#### [Was erwartet wird]
Können Sie den Abschnitt aus dem Text über Sicherheit im Skisport wörtlich wiedergeben, der bei den Worten „Aufgeblasener Airbag: der“ einsetzt und nach „eine klare Meinung.“ aufhört?

#### [Ausgangstext]
——————

Aufgeblasener Airbag: der Franzose Nils Allegre nach einem Sturz. © Pestelacci/Imago
Der Italiener Matteo Franzoso verstarb im September. © Steiner/Imago
Karlheinz Waibel, beim DSV zuständig für Technik und Sicherheit. © Imago
Folgenschwerer Einschlag: Aamodt Kilde bei seinem Sturz am Lauberhorn. © Mandl/Imago
München – Bis 2014 war Karlheinz „Charly“ Waibel Chefcoach der deutschen Ski-Männer. Danach wurde er Bundestrainer Wissenschaft und Technik und setzt sich seitdem für Sicherheit im Skisport ein. Vom Weltverbands FIS ist er oft enttäuscht, auch mit Blick die eingeführte Airbag-Pflicht (in den schnellen Disziplinen) und das Verbot von Schienbein-Carbon-Einlagen. Auch zum Todesfall des im September im Training verunglückten Italieners Matteo Franzoso hat Waibel eine klare Meinung.

——————

#### [Inhalt des Datensatzes]
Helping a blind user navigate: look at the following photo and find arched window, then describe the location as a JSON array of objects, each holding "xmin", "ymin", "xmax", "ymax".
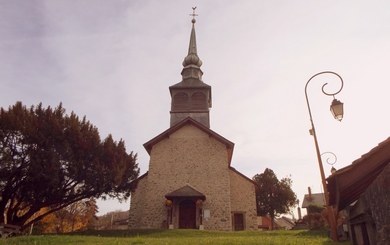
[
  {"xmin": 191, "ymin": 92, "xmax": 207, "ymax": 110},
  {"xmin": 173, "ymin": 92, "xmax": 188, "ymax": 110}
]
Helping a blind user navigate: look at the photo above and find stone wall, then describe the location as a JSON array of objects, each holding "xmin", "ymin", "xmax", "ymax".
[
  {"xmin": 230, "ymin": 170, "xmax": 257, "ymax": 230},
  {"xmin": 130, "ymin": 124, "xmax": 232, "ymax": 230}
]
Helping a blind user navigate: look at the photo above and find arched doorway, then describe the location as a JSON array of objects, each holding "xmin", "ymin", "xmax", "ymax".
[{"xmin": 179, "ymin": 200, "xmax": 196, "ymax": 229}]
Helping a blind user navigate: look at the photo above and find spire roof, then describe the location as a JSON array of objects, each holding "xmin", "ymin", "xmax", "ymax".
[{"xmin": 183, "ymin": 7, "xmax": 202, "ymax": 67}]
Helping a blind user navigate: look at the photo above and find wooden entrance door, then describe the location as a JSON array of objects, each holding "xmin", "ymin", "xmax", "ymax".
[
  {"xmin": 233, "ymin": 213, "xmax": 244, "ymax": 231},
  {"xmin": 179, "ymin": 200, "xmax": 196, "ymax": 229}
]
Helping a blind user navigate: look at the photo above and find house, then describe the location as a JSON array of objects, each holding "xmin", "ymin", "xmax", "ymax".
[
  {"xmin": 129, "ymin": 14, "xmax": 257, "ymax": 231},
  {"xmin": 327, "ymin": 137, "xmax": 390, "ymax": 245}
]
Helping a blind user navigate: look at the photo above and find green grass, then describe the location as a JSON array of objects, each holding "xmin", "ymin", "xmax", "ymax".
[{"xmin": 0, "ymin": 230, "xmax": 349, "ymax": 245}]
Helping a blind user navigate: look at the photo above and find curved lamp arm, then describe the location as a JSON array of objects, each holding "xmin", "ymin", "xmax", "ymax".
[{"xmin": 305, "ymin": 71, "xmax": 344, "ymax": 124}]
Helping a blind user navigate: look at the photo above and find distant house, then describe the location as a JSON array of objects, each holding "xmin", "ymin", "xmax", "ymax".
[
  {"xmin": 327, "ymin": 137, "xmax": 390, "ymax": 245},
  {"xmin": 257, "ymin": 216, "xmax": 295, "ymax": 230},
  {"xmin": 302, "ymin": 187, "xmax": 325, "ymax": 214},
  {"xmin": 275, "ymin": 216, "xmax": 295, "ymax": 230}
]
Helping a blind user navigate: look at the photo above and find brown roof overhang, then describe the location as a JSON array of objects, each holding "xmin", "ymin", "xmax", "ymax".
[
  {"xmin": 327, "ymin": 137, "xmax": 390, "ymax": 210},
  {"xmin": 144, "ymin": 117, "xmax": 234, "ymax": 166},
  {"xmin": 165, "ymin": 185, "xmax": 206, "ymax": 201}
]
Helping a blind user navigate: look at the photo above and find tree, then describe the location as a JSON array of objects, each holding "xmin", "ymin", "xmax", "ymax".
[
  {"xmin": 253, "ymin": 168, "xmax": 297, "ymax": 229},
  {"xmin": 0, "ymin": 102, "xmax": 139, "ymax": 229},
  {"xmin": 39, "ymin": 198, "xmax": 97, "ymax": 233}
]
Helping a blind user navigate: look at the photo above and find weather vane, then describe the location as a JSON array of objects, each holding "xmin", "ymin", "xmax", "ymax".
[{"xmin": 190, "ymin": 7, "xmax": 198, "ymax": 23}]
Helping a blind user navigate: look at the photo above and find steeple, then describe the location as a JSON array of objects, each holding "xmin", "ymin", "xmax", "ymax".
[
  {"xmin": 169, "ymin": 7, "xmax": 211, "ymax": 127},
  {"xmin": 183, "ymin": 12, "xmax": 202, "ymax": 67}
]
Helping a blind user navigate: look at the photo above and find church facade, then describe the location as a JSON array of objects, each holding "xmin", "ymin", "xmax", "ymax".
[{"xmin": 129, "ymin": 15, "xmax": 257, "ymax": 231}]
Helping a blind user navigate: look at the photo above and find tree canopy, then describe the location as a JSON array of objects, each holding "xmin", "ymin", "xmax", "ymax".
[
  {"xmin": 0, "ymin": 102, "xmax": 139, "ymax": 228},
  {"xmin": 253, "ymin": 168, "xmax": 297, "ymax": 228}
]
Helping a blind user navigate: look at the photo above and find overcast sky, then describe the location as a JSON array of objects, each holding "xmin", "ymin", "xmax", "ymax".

——————

#### [Lösung der Aufgabe]
Aufgeblasener Airbag: der Franzose Nils Allegre nach einem Sturz. © Pestelacci/Imago
Der Italiener Matteo Franzoso verstarb im September. © Steiner/Imago
Karlheinz Waibel, beim DSV zuständig für Technik und Sicherheit. © Imago
Folgenschwerer Einschlag: Aamodt Kilde bei seinem Sturz am Lauberhorn. © Mandl/Imago
München – Bis 2014 war Karlheinz „Charly“ Waibel Chefcoach der deutschen Ski-Männer. Danach wurde er Bundestrainer Wissenschaft und Technik und setzt sich seitdem für Sicherheit im Skisport ein. Vom Weltverbands FIS ist er oft enttäuscht, auch mit Blick die eingeführte Airbag-Pflicht (in den schnellen Disziplinen) und das Verbot von Schienbein-Carbon-Einlagen. Auch zum Todesfall des im September im Training verunglückten Italieners Matteo Franzoso hat Waibel eine klare Meinung.